## EXERCISES
- a) In the review abstract on Zusanli (ST36) acupoint injection, why did the authors not perform a meta-analysis? Answer in one to three sentences.
- b) Summarize the review abstract on Zusanli (ST36) acupoint injection for diabetic peripheral neuropathy in two sentences.
- c) Resume the review abstract on Zusanli (ST36) acupoint injection for diabetic peripheral neuropathy, picking up after its final sentence.

Zusanli (ST36) Acupoint Injection for Diabetic Peripheral Neuropathy: A Systematic Review of Randomized Controlled Trials.
J Altern Complement Med. 2018 Sep 26;:
Authors: Wang LQ, Chen Z, Zhang K, Liang N, Yang GY, Lai L, Liu JP
BACKGROUND: Acupuncture point (acupoint) injection is a common practice in China. Some trials showed that Chinese herbal extracts and/or conventional medication are injected at the Zusanli (ST36) acupoint for the treatment of diabetic peripheral neuropathy (DPN). The study aimed to assess the effectiveness and safety of acupoint injection for DPN at the ST36 by systematically evaluating the evidence published to date.
METHODS: Six databases were searched for randomized controlled trials (RCTs) of ST36 injection for DPN with primary outcome of pain, global symptom improvement, and quality of life. Methodological quality was assessed by the Cochrane risk of bias (ROB) tool. Data were analyzed using RevMan 5.3.
RESULTS: Fourteen RCTs involving 1,071 participants with DPN were included. All RCTs were assessed as unclear or high ROB. Few RCTs adequately reported methodology-related items and needling details according to Consolidated Standards of Reporting Trials (CONSORT) and Standards for Reporting Interventions in Controlled Trials of Acupuncture (STRICTA) statement. Medications injected at ST36 included conventional medications (11 RCTs) and Chinese herbal extracts (3 RCTs). The authors of this study did not perform any meta-analysis due to the heterogeneity of medications used for injections. Two individual RCTs favored ST36 injection in relieving pain compared with intramuscular injection of the same medication. For global symptom measured by Toronto clinical scoring system, one RCT showed that ST36 injection of Fufang Danggui was more effective than intramuscular injection of vitamin B12, two RCTs demonstrated that ST36 injection of mecobalamin or Danhong with cointervention was superior, while one RCT showed no significant differences between ST36 injection and intramuscular injection of mecobalamin. For improving nerve conduction velocity (NCV), three of four individual RCTs showed that ST36 injection was better than intramuscular or intravenous injection of the same medication, two RCTs favored ST36 injection with cointervention, and one RCT favored ST36 injection without cointervention. Four RCTs reported monitoring adverse events, all of which showed no significant difference between groups.

## GIVEN DATA
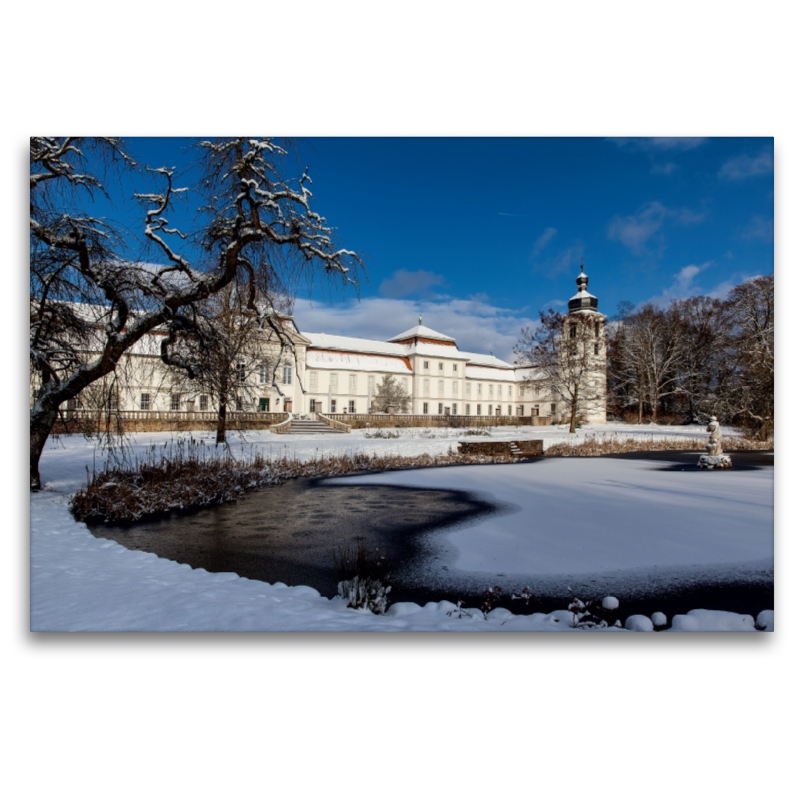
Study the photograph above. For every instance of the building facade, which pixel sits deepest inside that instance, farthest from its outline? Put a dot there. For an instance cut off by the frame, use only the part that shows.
(332, 374)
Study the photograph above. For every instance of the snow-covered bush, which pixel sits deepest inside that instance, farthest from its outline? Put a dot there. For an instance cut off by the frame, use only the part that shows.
(177, 476)
(659, 620)
(380, 433)
(363, 576)
(365, 593)
(595, 613)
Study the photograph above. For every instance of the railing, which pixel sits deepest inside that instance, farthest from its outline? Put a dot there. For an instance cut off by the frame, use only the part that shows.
(334, 423)
(284, 426)
(171, 416)
(439, 420)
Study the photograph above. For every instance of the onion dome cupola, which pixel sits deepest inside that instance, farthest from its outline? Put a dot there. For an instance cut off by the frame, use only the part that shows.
(582, 300)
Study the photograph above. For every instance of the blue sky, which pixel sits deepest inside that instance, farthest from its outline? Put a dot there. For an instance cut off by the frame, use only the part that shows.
(478, 234)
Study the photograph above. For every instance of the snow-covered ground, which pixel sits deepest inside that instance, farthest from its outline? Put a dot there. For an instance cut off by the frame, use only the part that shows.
(79, 582)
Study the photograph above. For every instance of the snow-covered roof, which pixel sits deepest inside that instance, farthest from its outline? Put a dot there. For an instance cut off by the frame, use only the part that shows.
(480, 359)
(421, 331)
(356, 362)
(437, 350)
(325, 341)
(489, 373)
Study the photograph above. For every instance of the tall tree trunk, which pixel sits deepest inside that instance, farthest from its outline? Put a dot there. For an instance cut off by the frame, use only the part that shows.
(222, 415)
(42, 421)
(573, 413)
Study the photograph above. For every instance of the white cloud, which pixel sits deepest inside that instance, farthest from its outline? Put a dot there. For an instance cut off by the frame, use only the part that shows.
(565, 260)
(663, 169)
(635, 230)
(475, 324)
(759, 228)
(404, 282)
(542, 241)
(745, 166)
(685, 216)
(683, 285)
(658, 143)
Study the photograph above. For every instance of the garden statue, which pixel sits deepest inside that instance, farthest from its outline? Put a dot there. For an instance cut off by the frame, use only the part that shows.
(715, 458)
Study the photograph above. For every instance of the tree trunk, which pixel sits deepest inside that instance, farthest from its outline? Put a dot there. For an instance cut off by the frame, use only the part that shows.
(42, 421)
(573, 414)
(221, 421)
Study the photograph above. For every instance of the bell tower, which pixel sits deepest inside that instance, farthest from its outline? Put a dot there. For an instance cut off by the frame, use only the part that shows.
(583, 335)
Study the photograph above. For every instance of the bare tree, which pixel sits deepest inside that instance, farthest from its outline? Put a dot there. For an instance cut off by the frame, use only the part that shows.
(253, 224)
(648, 351)
(751, 396)
(567, 356)
(388, 393)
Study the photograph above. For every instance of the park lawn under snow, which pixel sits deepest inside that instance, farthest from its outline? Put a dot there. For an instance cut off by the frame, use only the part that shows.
(670, 519)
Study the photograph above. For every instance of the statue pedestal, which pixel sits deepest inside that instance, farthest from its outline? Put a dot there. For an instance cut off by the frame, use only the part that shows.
(714, 462)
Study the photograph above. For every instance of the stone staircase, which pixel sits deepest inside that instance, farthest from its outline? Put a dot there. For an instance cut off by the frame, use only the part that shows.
(313, 426)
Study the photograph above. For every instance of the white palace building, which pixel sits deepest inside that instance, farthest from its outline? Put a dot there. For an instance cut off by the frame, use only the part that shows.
(333, 374)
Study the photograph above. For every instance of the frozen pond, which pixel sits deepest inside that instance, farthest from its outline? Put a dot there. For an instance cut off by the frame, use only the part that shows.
(651, 530)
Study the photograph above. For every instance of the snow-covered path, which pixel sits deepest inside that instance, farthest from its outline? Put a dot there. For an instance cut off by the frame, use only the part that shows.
(79, 582)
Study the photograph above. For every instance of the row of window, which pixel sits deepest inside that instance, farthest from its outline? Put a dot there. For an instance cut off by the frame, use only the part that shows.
(426, 365)
(145, 403)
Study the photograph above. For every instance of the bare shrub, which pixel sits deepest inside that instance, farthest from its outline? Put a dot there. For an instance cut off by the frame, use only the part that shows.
(380, 433)
(176, 476)
(601, 445)
(363, 575)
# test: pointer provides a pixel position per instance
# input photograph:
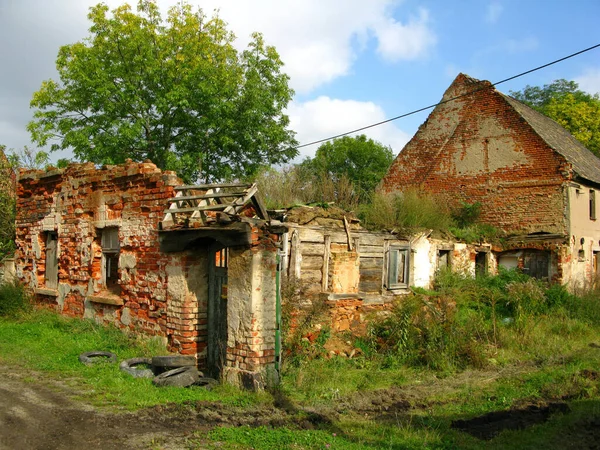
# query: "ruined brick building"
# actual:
(97, 243)
(535, 181)
(202, 266)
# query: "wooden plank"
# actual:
(234, 207)
(205, 196)
(371, 248)
(348, 234)
(312, 262)
(326, 255)
(313, 249)
(213, 186)
(196, 209)
(258, 206)
(294, 272)
(365, 255)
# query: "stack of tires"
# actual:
(171, 370)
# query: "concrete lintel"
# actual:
(229, 236)
(106, 299)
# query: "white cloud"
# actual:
(319, 40)
(589, 81)
(325, 116)
(398, 41)
(494, 11)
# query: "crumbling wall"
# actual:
(251, 312)
(477, 148)
(77, 204)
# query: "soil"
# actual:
(489, 425)
(38, 412)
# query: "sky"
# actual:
(351, 62)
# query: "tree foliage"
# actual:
(175, 91)
(363, 161)
(574, 109)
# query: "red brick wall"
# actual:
(478, 148)
(77, 203)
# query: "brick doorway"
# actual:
(217, 310)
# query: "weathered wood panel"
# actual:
(312, 262)
(312, 249)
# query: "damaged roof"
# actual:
(584, 162)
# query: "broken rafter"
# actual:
(212, 186)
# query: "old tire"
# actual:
(89, 358)
(206, 383)
(173, 361)
(180, 377)
(130, 366)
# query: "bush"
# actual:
(14, 298)
(406, 210)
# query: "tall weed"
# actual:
(14, 298)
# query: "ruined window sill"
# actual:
(46, 291)
(106, 298)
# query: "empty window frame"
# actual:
(443, 261)
(398, 262)
(51, 274)
(110, 258)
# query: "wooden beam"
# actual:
(348, 235)
(325, 273)
(198, 209)
(212, 186)
(207, 196)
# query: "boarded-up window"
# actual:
(110, 258)
(443, 259)
(51, 275)
(398, 267)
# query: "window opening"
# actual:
(397, 267)
(221, 258)
(51, 274)
(110, 258)
(480, 264)
(443, 259)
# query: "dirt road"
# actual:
(40, 415)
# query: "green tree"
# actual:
(175, 91)
(574, 109)
(363, 161)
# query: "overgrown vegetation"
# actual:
(416, 210)
(14, 299)
(465, 348)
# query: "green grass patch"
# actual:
(44, 341)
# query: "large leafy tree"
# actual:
(363, 161)
(574, 109)
(175, 91)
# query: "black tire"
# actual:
(180, 377)
(173, 361)
(89, 358)
(130, 366)
(207, 383)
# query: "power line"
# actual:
(450, 99)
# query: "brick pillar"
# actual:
(251, 301)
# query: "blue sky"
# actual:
(351, 62)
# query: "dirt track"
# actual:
(35, 416)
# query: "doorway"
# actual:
(217, 310)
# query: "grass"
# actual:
(445, 354)
(43, 341)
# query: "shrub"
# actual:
(410, 209)
(14, 298)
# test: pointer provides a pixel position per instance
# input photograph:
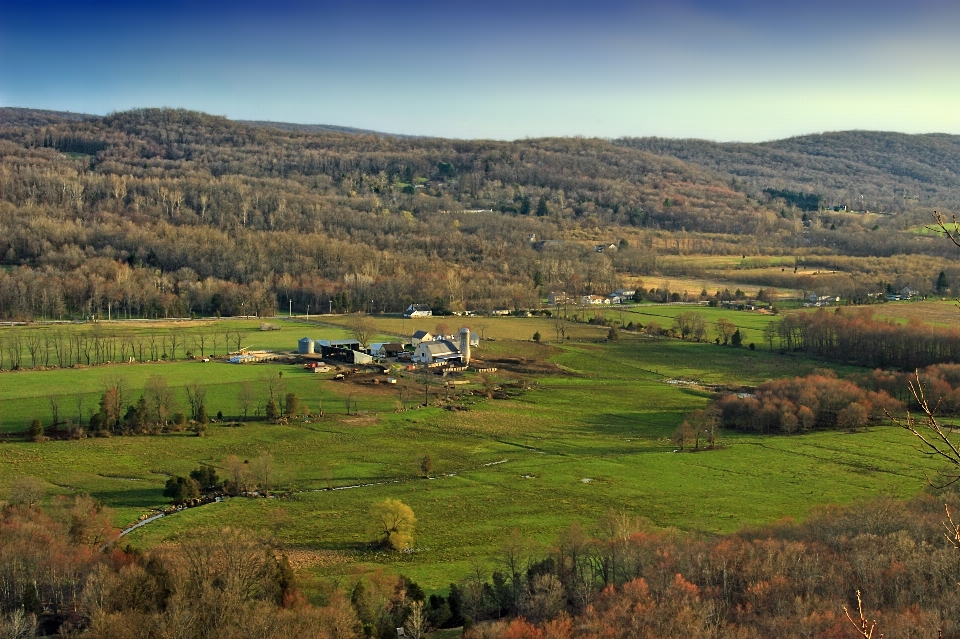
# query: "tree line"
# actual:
(801, 404)
(161, 408)
(58, 347)
(618, 578)
(857, 338)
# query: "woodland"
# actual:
(162, 213)
(159, 213)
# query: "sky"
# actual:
(727, 70)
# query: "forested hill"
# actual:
(310, 128)
(14, 116)
(894, 172)
(161, 211)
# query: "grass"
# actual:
(590, 437)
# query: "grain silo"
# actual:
(305, 346)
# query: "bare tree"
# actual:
(246, 396)
(196, 398)
(950, 229)
(54, 410)
(560, 328)
(160, 399)
(200, 341)
(932, 435)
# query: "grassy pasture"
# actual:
(590, 437)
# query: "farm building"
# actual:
(444, 351)
(391, 349)
(421, 336)
(305, 346)
(418, 310)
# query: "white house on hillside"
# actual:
(418, 310)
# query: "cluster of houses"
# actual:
(423, 348)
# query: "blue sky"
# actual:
(725, 70)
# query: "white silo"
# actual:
(305, 346)
(465, 345)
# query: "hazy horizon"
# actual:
(717, 70)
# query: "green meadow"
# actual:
(588, 434)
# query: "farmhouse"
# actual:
(554, 299)
(418, 310)
(444, 351)
(421, 336)
(821, 300)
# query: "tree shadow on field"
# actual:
(639, 425)
(146, 497)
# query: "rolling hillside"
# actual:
(894, 172)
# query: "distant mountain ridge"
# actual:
(892, 171)
(878, 171)
(312, 128)
(16, 116)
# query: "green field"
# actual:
(589, 435)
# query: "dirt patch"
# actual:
(521, 365)
(360, 420)
(303, 558)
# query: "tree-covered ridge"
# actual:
(164, 212)
(894, 172)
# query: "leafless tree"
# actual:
(196, 398)
(54, 410)
(950, 229)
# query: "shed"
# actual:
(305, 346)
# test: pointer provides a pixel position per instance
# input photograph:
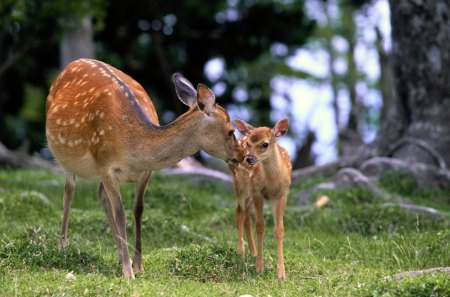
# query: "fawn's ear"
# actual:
(281, 127)
(243, 127)
(185, 90)
(206, 100)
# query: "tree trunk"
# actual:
(416, 129)
(415, 135)
(78, 43)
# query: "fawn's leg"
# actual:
(119, 219)
(248, 230)
(260, 227)
(141, 185)
(108, 211)
(240, 217)
(278, 212)
(69, 190)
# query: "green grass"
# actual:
(189, 239)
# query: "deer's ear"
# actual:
(243, 127)
(185, 90)
(206, 100)
(281, 127)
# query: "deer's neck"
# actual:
(272, 165)
(165, 146)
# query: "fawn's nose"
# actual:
(250, 160)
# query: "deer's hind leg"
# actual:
(141, 185)
(69, 190)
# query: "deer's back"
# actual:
(92, 112)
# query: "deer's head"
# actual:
(260, 142)
(214, 131)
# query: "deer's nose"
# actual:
(250, 160)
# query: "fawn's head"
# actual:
(260, 142)
(216, 133)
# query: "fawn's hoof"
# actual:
(259, 266)
(281, 276)
(138, 266)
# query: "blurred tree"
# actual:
(416, 128)
(152, 39)
(30, 31)
(149, 40)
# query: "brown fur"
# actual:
(268, 179)
(101, 124)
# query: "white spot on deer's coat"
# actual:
(61, 139)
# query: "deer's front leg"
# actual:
(119, 220)
(141, 185)
(248, 230)
(260, 228)
(278, 212)
(240, 217)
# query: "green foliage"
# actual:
(400, 183)
(208, 263)
(132, 35)
(36, 250)
(437, 284)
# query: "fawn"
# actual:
(264, 174)
(102, 125)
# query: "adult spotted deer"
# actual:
(264, 174)
(101, 124)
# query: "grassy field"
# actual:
(189, 237)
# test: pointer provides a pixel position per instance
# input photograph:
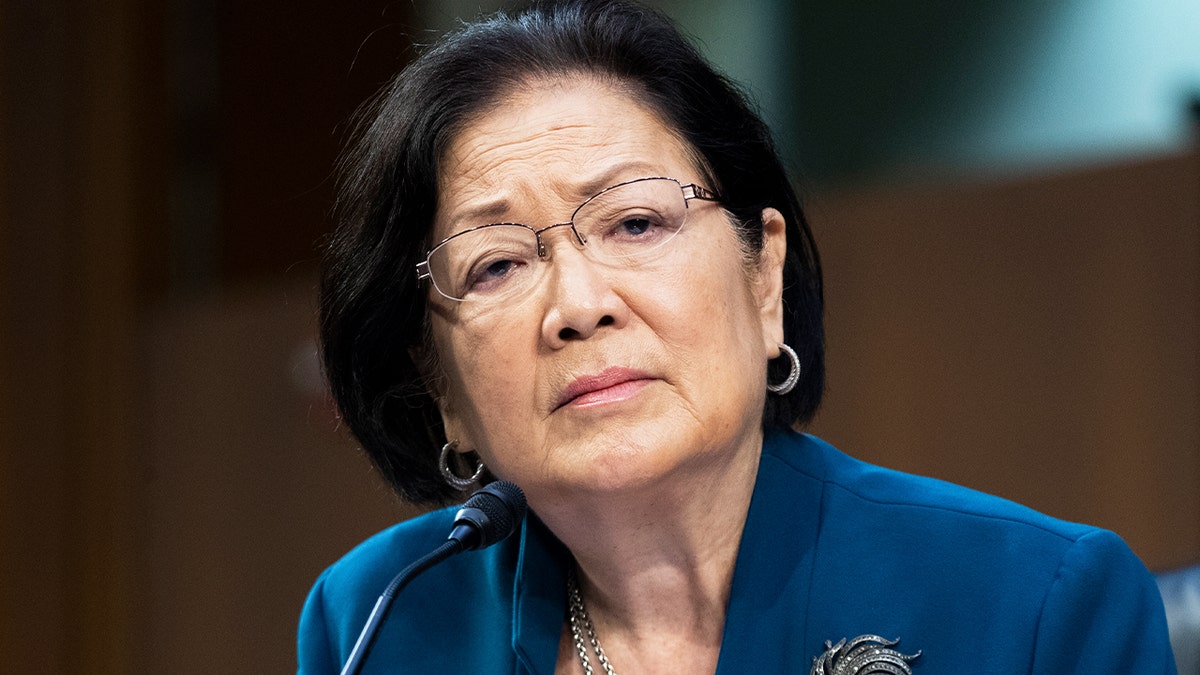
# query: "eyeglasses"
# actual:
(623, 226)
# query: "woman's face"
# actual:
(599, 378)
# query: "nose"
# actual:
(581, 299)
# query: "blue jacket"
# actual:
(833, 548)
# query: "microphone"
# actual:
(490, 515)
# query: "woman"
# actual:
(569, 257)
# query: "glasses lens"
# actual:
(630, 223)
(486, 262)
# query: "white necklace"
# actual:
(580, 623)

## ANSWERS GIVEN
- a) The authors did not perform a meta-analysis because the medications used for injection varied too much between trials. The included trials injected conventional medications at ST36 in 11 cases and Chinese herbal extracts in 3.

- b) The review searched six databases for randomized controlled trials of ST36 acupoint injection for diabetic peripheral neuropathy and included fourteen trials with 1,071 participants, all rated at unclear or high risk of bias. No meta-analysis was done because the injected medications differed, but individual trials mostly favored ST36 injection for pain, global symptoms, and nerve conduction velocity, and the four trials that monitored adverse events found no significant difference between groups.

- c)
CONCLUSIONS: Limited evidence suggests that ST36 injection appears to be safe, and potentially effective in reducing pain score and improving NCV compared with intramuscular injection of the same medication. However, poor methodological and reporting quality reduced confidence in the findings. Rigorously designed and well-reported RCTs evaluating the effectiveness of ST36 injection for DPN are warranted.